* [Work item]:
Every record shown here needs to be repeated exactly.

* [Data for analysis]:
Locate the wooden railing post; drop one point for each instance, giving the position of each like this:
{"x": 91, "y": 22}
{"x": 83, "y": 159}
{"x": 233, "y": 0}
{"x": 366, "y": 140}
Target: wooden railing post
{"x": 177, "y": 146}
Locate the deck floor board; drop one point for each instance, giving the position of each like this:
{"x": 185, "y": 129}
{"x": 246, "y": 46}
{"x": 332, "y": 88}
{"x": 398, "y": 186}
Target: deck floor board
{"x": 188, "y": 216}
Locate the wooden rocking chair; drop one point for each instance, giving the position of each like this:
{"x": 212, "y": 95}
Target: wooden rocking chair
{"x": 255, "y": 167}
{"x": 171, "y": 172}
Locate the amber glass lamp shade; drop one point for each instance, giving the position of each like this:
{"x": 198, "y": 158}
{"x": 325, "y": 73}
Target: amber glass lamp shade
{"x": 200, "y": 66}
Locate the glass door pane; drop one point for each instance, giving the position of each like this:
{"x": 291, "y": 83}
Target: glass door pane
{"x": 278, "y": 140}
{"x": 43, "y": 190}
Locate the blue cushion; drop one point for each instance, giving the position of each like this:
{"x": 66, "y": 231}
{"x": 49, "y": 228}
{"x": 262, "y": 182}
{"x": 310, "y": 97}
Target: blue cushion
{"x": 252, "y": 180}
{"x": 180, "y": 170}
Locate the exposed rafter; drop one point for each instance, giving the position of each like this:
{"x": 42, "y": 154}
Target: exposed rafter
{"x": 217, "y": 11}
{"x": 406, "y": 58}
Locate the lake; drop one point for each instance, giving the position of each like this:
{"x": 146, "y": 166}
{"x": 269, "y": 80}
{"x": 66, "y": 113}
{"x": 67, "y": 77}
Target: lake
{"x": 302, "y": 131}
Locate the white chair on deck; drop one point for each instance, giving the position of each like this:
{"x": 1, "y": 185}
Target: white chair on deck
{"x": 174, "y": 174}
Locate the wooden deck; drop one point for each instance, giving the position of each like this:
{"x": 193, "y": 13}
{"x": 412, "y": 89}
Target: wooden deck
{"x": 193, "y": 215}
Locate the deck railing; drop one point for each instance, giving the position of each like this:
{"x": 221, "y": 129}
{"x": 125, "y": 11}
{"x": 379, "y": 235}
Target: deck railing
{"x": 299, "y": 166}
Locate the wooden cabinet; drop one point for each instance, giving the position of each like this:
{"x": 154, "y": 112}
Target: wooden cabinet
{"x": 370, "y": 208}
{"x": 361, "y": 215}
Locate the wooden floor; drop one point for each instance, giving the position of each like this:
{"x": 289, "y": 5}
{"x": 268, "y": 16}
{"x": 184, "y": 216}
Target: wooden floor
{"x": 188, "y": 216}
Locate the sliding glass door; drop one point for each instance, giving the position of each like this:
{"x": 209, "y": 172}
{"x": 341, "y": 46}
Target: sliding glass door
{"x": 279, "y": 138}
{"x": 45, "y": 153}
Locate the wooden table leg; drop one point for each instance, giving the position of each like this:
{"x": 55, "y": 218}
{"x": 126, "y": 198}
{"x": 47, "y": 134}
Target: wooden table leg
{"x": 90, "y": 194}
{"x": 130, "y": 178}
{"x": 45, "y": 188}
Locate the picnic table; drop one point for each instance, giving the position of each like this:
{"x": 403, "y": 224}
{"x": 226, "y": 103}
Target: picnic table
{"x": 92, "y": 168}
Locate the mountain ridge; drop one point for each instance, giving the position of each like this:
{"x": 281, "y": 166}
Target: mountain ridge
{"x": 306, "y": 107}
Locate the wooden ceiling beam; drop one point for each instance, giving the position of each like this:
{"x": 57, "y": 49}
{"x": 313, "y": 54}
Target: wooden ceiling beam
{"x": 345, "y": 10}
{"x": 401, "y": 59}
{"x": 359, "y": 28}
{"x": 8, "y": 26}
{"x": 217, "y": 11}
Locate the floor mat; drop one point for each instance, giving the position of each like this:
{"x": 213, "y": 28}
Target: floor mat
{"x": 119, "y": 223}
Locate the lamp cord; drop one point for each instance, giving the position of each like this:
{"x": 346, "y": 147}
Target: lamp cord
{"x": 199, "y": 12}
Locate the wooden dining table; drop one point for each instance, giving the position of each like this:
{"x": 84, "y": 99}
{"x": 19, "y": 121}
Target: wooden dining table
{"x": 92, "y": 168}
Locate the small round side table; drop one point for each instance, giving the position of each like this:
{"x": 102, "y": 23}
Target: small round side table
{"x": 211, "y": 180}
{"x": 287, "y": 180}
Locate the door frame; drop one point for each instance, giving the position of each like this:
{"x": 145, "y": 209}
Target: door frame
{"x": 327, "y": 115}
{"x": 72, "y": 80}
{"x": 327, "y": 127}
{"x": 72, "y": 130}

* [The answer]:
Locate the wooden railing post; drop one point for each instance, giving the position of each like this:
{"x": 91, "y": 22}
{"x": 83, "y": 159}
{"x": 233, "y": 0}
{"x": 366, "y": 140}
Target: wooden railing post
{"x": 177, "y": 146}
Locate the deck floor board; drop one point for each instance, giving the position of each like this:
{"x": 185, "y": 129}
{"x": 246, "y": 46}
{"x": 332, "y": 88}
{"x": 398, "y": 186}
Target: deck floor board
{"x": 188, "y": 216}
Locate the wooden rocking chair; drop one point for each instance, giving the position of each like this:
{"x": 212, "y": 95}
Target: wooden rocking chair
{"x": 255, "y": 167}
{"x": 171, "y": 172}
Locate the amber glass lamp shade; drop one point for each instance, giving the position of each like this:
{"x": 198, "y": 158}
{"x": 325, "y": 73}
Target: amber glass lamp shade
{"x": 200, "y": 66}
Locate the glass door pane; drop one point for each instance, giving the position of each like this:
{"x": 291, "y": 83}
Target: glass door pane
{"x": 278, "y": 140}
{"x": 43, "y": 190}
Locate the blue cushion; drop one point for each instance, giving the position of each like this:
{"x": 66, "y": 231}
{"x": 49, "y": 228}
{"x": 262, "y": 182}
{"x": 310, "y": 97}
Target: blue cushion
{"x": 252, "y": 180}
{"x": 180, "y": 170}
Locate the exposed rafter; drop one point for each instance, giving the position of each like this:
{"x": 42, "y": 154}
Target: exposed rafter
{"x": 217, "y": 11}
{"x": 406, "y": 58}
Locate the lake; drop one point for each instance, giving the position of each like this:
{"x": 146, "y": 166}
{"x": 269, "y": 80}
{"x": 66, "y": 113}
{"x": 67, "y": 77}
Target: lake
{"x": 302, "y": 131}
Locate the white chair on deck; drop one point for each instance, giving the position of each like this:
{"x": 1, "y": 185}
Target: white chair on deck
{"x": 174, "y": 174}
Locate the wooden deck; drop one point for each instance, giving the position of each like this:
{"x": 193, "y": 13}
{"x": 412, "y": 89}
Target: wooden deck
{"x": 193, "y": 215}
Locate the deck railing; drop one point for each instance, giving the position of each like this:
{"x": 221, "y": 129}
{"x": 125, "y": 11}
{"x": 379, "y": 235}
Target: deck railing
{"x": 299, "y": 166}
Locate the wooden cabinet; drop one point for each instance, giving the position of each like this:
{"x": 154, "y": 112}
Target: wooden cabinet
{"x": 370, "y": 208}
{"x": 361, "y": 215}
Locate the wooden floor; drop one point for each instance, giving the position of each like this:
{"x": 289, "y": 5}
{"x": 268, "y": 16}
{"x": 184, "y": 216}
Target: wooden floor
{"x": 188, "y": 216}
Locate the sliding glass door; drop one point for each instance, giving the position of each like this:
{"x": 209, "y": 172}
{"x": 341, "y": 46}
Target: sliding glass door
{"x": 279, "y": 138}
{"x": 45, "y": 153}
Locate the wooden table leg; drop one point for each instance, giving the position of each like this:
{"x": 55, "y": 218}
{"x": 126, "y": 198}
{"x": 47, "y": 134}
Target: wooden table leg
{"x": 90, "y": 194}
{"x": 130, "y": 178}
{"x": 45, "y": 188}
Locate the picnic table; drop one point for each instance, giving the position of each like this:
{"x": 403, "y": 224}
{"x": 226, "y": 103}
Target: picnic table
{"x": 92, "y": 168}
Locate the mountain ridge; drop one point for each instance, giving the position of each like this:
{"x": 281, "y": 166}
Target: mountain ridge
{"x": 306, "y": 107}
Locate the wooden ceiling beam; drop one point for each instance, giving the position of each like this:
{"x": 57, "y": 49}
{"x": 313, "y": 54}
Target: wooden ceiling beam
{"x": 345, "y": 10}
{"x": 401, "y": 59}
{"x": 359, "y": 28}
{"x": 8, "y": 26}
{"x": 217, "y": 11}
Locate the floor mat; drop one point for each instance, giving the position of each like this:
{"x": 213, "y": 28}
Target: floor mat
{"x": 119, "y": 223}
Locate the lamp cord; drop one point for each instance, giving the position of each like this:
{"x": 346, "y": 147}
Target: lamp cord
{"x": 199, "y": 12}
Locate the wooden dining table; drop one point for each instance, giving the position of each like this:
{"x": 84, "y": 99}
{"x": 19, "y": 121}
Target: wooden dining table
{"x": 92, "y": 168}
Locate the small round side table; drop one point for each instance, giving the position of each like this:
{"x": 102, "y": 23}
Target: small round side table
{"x": 211, "y": 180}
{"x": 287, "y": 180}
Locate the door frame; drop one point for each instance, giving the position of each like this:
{"x": 145, "y": 209}
Target: door frame
{"x": 327, "y": 115}
{"x": 72, "y": 80}
{"x": 327, "y": 127}
{"x": 72, "y": 130}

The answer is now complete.